§ Work to be completed
Write out the complete material exactly as it stands.

§ Record list
______________________________

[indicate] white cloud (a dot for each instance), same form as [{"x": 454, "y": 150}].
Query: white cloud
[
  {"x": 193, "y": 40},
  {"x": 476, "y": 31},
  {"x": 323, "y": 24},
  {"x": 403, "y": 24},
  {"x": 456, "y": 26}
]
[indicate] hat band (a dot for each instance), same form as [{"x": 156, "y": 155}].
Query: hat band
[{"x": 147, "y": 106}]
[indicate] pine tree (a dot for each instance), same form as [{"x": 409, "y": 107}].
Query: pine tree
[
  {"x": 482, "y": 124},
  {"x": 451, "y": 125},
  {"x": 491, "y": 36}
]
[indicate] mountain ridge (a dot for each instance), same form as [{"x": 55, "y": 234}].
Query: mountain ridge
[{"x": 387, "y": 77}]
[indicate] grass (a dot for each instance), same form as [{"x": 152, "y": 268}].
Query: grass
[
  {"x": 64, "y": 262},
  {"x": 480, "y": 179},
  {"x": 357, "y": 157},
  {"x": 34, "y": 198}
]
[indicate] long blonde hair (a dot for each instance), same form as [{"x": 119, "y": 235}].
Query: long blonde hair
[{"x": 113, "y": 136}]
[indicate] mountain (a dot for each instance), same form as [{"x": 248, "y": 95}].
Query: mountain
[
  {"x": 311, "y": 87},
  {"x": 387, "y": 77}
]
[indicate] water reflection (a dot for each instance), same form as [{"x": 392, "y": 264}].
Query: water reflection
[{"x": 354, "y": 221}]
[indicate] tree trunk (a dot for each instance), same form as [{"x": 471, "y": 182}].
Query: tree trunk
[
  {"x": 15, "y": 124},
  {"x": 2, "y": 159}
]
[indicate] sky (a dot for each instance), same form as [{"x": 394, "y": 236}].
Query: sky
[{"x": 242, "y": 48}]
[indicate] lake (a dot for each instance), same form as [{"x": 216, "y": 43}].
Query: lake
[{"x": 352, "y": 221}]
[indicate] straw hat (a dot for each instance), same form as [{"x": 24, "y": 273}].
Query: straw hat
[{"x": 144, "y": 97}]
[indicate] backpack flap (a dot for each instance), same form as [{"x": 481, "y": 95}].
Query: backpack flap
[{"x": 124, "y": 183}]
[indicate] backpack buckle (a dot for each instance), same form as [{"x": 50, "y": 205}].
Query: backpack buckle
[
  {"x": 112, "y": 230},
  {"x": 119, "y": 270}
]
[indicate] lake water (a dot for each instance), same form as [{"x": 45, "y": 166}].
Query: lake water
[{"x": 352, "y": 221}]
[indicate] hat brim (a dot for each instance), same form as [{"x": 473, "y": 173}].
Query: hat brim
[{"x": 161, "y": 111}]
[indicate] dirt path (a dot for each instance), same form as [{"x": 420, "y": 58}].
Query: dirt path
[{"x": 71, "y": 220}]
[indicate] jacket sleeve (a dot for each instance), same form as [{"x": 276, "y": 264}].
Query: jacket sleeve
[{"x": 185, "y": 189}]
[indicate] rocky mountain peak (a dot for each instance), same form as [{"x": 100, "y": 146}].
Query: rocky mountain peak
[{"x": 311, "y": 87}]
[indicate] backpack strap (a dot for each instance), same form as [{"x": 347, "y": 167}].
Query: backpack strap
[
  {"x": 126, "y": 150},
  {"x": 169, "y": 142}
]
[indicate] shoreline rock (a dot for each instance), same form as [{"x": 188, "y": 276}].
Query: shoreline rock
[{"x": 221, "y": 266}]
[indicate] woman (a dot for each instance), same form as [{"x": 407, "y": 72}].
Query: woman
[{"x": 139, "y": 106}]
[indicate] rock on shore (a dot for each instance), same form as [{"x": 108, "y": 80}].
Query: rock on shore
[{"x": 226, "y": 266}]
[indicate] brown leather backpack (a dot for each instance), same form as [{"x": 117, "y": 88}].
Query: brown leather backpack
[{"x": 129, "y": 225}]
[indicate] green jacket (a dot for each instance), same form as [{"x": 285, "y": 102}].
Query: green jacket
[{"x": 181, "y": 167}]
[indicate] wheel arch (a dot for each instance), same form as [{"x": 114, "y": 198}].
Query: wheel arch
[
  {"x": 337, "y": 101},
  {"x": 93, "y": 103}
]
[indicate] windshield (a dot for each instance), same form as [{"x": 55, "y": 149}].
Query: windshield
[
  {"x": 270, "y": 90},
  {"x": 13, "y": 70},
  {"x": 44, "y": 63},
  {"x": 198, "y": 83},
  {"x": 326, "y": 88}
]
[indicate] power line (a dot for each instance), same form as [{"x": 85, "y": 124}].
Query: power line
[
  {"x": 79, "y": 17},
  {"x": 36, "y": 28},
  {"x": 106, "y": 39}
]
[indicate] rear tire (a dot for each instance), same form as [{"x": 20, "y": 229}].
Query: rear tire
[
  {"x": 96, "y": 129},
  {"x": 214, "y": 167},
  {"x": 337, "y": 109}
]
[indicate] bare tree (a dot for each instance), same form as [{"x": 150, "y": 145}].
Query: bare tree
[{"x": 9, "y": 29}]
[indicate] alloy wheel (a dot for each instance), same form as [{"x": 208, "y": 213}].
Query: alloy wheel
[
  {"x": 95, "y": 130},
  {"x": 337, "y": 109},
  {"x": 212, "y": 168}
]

______________________________

§ Full output
[indicate] white cloud (a dot for each instance), same form as [{"x": 454, "y": 150}].
Query: white cloud
[
  {"x": 193, "y": 40},
  {"x": 476, "y": 31},
  {"x": 323, "y": 24},
  {"x": 403, "y": 24},
  {"x": 456, "y": 26}
]
[indicate] hat band (a dot for each instance), same form as [{"x": 156, "y": 155}].
Query: hat band
[{"x": 147, "y": 106}]
[indicate] pine tree (a dot for each instance), same form as [{"x": 409, "y": 107}].
Query: pine tree
[
  {"x": 482, "y": 124},
  {"x": 451, "y": 125},
  {"x": 491, "y": 36}
]
[indicate] mountain ridge (a dot for each instance), same form as [{"x": 55, "y": 234}].
Query: mountain ridge
[{"x": 387, "y": 77}]
[indicate] grass (a dot for each instance), same form as [{"x": 152, "y": 268}].
Query: grass
[
  {"x": 64, "y": 262},
  {"x": 480, "y": 179},
  {"x": 357, "y": 157},
  {"x": 34, "y": 198}
]
[indicate] long blonde hair (a dot for each instance), same form as [{"x": 119, "y": 235}].
Query: long blonde hair
[{"x": 113, "y": 136}]
[indicate] mountain (a dot for each instance), same form as [{"x": 248, "y": 95}].
Query: mountain
[
  {"x": 311, "y": 87},
  {"x": 387, "y": 77}
]
[indicate] water reflection (a dot for each instance), same form as [{"x": 392, "y": 264}].
Query: water reflection
[{"x": 354, "y": 221}]
[indicate] tree trunk (a dot for each instance), same form as [{"x": 471, "y": 182}].
Query: tree trunk
[
  {"x": 15, "y": 124},
  {"x": 2, "y": 159}
]
[indicate] sky (a dot for each instance), same form as [{"x": 394, "y": 236}].
Query: sky
[{"x": 242, "y": 48}]
[indicate] lake (a dot for each instance), same form as [{"x": 216, "y": 43}].
Query: lake
[{"x": 352, "y": 221}]
[indicate] straw hat (a dot for each instance), same form as [{"x": 24, "y": 273}].
Query: straw hat
[{"x": 144, "y": 97}]
[indicate] backpack flap (a dot for each instance), same form as [{"x": 481, "y": 95}].
Query: backpack flap
[{"x": 124, "y": 183}]
[indicate] backpack buckle (a dot for each instance), same form as [{"x": 50, "y": 205}].
Query: backpack buckle
[
  {"x": 112, "y": 230},
  {"x": 119, "y": 270}
]
[indicate] lake water (a dot for each instance), same form as [{"x": 45, "y": 166}].
Query: lake water
[{"x": 352, "y": 221}]
[indicate] hat brim (a dot for each instance), same form as [{"x": 473, "y": 173}].
Query: hat brim
[{"x": 161, "y": 111}]
[indicate] dirt path (a dot for each instance), same form as [{"x": 420, "y": 58}].
Query: dirt path
[{"x": 71, "y": 220}]
[indicate] jacket sleeve (a dot for each instance), same form as [{"x": 276, "y": 264}].
Query: jacket sleeve
[{"x": 185, "y": 189}]
[indicate] rocky mountain peak (a dot for each instance), same form as [{"x": 100, "y": 146}].
Query: rocky mountain peak
[{"x": 311, "y": 87}]
[indicate] backpack strap (a dot for each instance), same form as [{"x": 347, "y": 167}].
Query: backpack strap
[
  {"x": 126, "y": 150},
  {"x": 169, "y": 142}
]
[indicate] shoreline rock (a dot for each instance), same form as [{"x": 188, "y": 276}].
Query: shoreline rock
[{"x": 221, "y": 266}]
[indicate] woman (a dot for each instance), same form as [{"x": 407, "y": 72}].
Query: woman
[{"x": 139, "y": 106}]
[indicate] rock on shore (a dot for each instance), same form as [{"x": 108, "y": 80}].
Query: rock on shore
[{"x": 226, "y": 266}]
[indicate] brown leather backpack (a dot for each instance), same form as [{"x": 117, "y": 88}].
Query: brown leather backpack
[{"x": 129, "y": 225}]
[indicate] green jacket (a dot for each instance), same form as [{"x": 285, "y": 102}].
Query: green jacket
[{"x": 181, "y": 167}]
[indicate] wheel arch (a dot for each instance), same form as [{"x": 114, "y": 198}].
Query: wheel arch
[
  {"x": 337, "y": 101},
  {"x": 93, "y": 103}
]
[indicate] windshield (a dot for each instance), same form as [{"x": 55, "y": 149}].
Query: windshield
[
  {"x": 270, "y": 90},
  {"x": 13, "y": 70},
  {"x": 44, "y": 63},
  {"x": 198, "y": 83},
  {"x": 326, "y": 88}
]
[indicate] power line (a dot for each instance), same form as [{"x": 85, "y": 124}].
Query: power line
[
  {"x": 79, "y": 17},
  {"x": 36, "y": 28},
  {"x": 106, "y": 39}
]
[indicate] rear tire (a dot for each instance), same form as [{"x": 20, "y": 229}].
Query: rear tire
[
  {"x": 96, "y": 129},
  {"x": 214, "y": 167},
  {"x": 337, "y": 109}
]
[indicate] bare tree (a dot for each instance), same form as [{"x": 150, "y": 145}].
Query: bare tree
[{"x": 9, "y": 29}]
[indicate] alloy wheel (a dot for each instance), same form as [{"x": 208, "y": 213}].
Query: alloy wheel
[
  {"x": 95, "y": 130},
  {"x": 337, "y": 109},
  {"x": 212, "y": 168}
]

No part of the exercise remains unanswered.